## DATA FOR THE TASK:
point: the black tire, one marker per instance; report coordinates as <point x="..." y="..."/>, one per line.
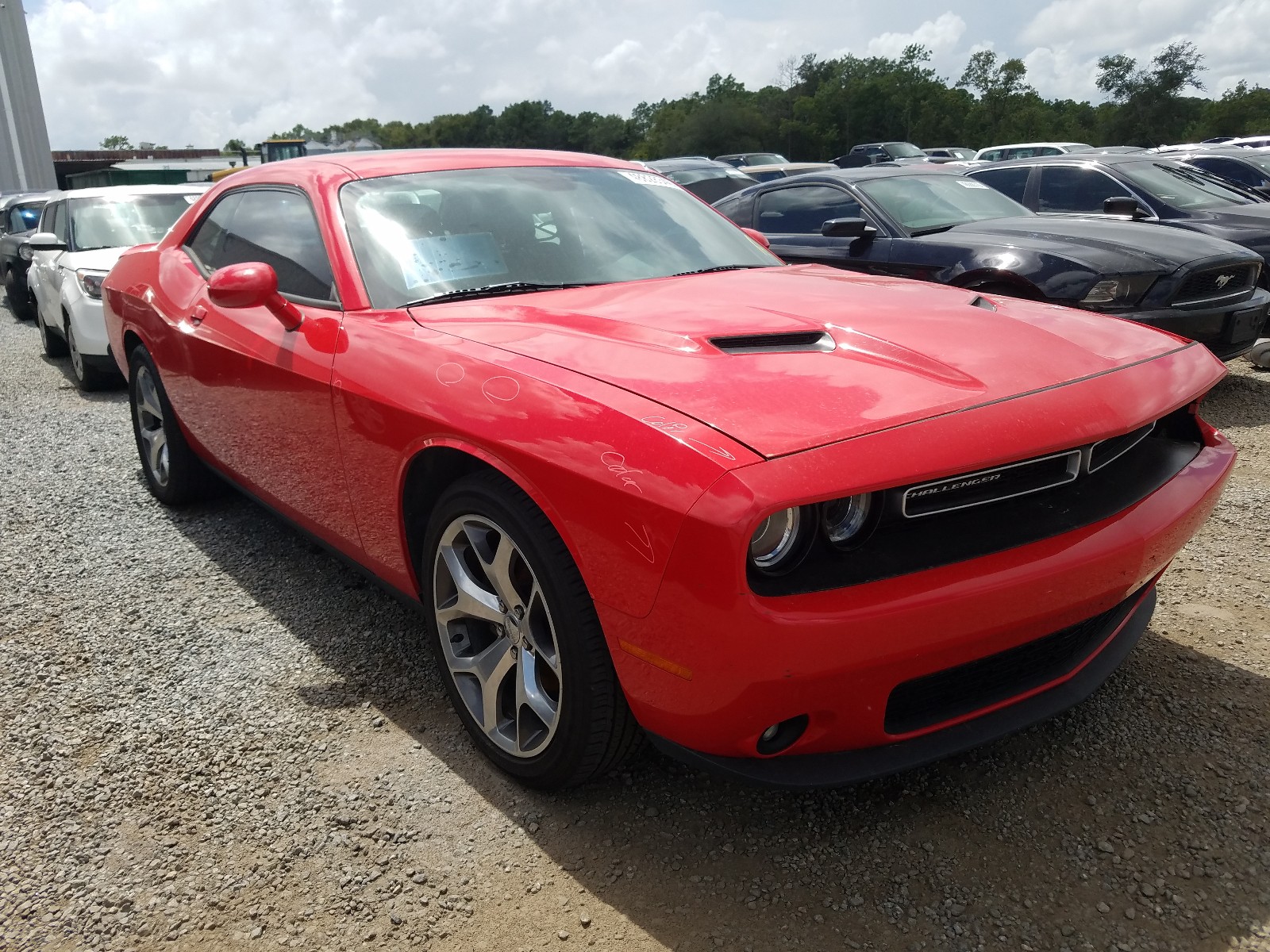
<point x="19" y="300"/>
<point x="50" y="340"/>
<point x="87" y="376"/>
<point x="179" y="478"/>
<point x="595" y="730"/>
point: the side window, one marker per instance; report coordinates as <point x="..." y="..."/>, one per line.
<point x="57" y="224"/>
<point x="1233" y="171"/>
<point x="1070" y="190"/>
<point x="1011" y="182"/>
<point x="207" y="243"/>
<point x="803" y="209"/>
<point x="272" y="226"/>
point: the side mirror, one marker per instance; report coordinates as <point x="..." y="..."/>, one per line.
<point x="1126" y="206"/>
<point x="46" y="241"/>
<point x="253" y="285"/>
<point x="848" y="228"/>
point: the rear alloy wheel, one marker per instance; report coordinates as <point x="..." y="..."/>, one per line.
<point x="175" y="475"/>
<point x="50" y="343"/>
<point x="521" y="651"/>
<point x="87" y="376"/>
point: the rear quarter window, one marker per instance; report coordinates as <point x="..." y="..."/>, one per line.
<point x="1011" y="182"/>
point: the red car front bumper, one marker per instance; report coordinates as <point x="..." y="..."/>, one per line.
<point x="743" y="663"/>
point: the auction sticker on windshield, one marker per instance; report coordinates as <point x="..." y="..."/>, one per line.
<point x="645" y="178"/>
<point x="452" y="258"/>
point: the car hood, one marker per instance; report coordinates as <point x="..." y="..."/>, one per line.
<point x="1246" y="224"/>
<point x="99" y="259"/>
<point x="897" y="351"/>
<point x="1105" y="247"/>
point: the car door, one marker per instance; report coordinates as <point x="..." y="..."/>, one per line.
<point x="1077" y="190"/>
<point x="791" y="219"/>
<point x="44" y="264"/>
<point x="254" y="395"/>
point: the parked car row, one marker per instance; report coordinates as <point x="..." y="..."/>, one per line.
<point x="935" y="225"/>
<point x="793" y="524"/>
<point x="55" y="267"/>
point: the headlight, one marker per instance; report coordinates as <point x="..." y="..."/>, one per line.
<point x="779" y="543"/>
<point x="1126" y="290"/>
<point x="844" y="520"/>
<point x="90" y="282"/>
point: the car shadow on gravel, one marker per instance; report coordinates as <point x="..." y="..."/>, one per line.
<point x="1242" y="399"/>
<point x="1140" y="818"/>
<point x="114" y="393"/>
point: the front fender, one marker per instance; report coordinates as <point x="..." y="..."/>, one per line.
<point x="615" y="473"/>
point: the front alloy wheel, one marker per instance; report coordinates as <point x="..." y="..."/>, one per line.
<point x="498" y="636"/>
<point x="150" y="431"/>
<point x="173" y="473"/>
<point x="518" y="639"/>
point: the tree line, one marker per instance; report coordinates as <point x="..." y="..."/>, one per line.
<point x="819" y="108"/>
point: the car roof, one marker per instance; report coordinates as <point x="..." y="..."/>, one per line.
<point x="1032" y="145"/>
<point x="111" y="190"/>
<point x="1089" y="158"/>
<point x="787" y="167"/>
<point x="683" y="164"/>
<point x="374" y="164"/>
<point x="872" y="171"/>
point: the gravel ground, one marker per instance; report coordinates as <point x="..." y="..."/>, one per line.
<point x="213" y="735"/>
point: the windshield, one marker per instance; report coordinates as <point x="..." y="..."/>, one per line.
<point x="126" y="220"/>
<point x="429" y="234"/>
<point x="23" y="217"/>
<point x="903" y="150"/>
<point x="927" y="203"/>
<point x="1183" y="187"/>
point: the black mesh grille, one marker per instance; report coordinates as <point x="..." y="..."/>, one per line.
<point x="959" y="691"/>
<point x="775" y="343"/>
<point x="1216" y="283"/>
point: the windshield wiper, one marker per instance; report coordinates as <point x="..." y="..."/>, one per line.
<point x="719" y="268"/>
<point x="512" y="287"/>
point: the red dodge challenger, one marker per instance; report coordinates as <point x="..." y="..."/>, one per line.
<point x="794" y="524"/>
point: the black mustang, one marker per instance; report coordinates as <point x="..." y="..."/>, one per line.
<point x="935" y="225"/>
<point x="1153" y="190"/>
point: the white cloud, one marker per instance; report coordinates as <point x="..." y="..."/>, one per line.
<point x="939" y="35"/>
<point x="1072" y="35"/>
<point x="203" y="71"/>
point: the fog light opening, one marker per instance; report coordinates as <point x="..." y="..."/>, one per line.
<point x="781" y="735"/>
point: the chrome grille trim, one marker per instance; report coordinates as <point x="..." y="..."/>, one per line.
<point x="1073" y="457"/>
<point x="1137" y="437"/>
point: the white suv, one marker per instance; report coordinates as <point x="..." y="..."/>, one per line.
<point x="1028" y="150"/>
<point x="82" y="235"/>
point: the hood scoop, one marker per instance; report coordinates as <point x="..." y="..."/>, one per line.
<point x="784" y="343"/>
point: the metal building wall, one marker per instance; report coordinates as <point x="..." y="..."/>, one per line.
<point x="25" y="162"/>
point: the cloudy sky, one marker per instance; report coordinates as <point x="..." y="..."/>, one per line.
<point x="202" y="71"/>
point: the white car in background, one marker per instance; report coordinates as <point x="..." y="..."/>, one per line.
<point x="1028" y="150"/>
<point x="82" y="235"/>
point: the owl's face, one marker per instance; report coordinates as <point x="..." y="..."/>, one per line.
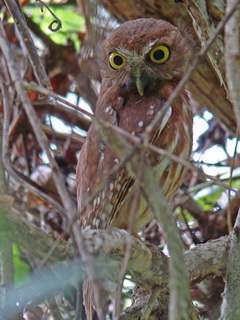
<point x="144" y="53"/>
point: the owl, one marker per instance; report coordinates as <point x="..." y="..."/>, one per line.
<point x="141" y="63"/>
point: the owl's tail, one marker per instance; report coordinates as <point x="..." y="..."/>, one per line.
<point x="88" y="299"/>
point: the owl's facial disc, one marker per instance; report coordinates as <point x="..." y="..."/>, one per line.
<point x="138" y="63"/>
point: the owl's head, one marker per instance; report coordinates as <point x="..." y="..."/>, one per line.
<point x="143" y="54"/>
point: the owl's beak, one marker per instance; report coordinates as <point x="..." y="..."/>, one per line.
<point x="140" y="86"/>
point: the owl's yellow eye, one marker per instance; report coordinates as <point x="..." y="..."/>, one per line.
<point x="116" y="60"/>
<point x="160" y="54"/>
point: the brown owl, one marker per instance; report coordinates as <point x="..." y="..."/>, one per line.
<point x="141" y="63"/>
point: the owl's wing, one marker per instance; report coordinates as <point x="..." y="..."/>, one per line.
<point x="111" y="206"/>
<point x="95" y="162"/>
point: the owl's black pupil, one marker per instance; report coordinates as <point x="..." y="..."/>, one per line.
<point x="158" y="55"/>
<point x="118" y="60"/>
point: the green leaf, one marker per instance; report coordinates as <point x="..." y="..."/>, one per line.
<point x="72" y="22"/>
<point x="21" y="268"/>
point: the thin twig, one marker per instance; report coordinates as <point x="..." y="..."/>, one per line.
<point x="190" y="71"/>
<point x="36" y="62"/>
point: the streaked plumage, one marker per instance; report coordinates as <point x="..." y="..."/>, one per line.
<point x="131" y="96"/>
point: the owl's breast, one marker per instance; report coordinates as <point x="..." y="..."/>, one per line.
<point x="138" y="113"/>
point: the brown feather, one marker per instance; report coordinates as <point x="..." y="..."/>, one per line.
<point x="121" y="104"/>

## JOB:
Reproduce the records word for word, beginning at the line that contains "point: the brown owl, one" and stopping after the last line of the records.

## TASK RESPONSE:
point: the brown owl, one marker per instance; report coordinates as <point x="..." y="..."/>, one per line.
<point x="141" y="63"/>
point: the owl's wing, one marker per instance; report coordinates as <point x="..." y="..."/>, one per line.
<point x="111" y="206"/>
<point x="95" y="162"/>
point: the owl's black pupil, one marker per instance; report coordinates as <point x="..." y="..."/>, one per line.
<point x="158" y="55"/>
<point x="118" y="60"/>
point: the green leaf, one marker per instance; report coordinates as <point x="..." y="..."/>, one per line.
<point x="72" y="22"/>
<point x="21" y="268"/>
point: the thin twig, one marker per instance; report coordinates as <point x="..." y="..."/>, one per line.
<point x="190" y="71"/>
<point x="36" y="62"/>
point: the streaked plumage, one marker per instance; report coordinates as <point x="..." y="..."/>, one per line.
<point x="131" y="96"/>
point: the owl's breast, one marker per instance; report coordinates as <point x="..." y="..."/>, one per line.
<point x="138" y="113"/>
point: the brown feather, one marker per instance; report coordinates as <point x="..." y="..."/>, one per line.
<point x="121" y="104"/>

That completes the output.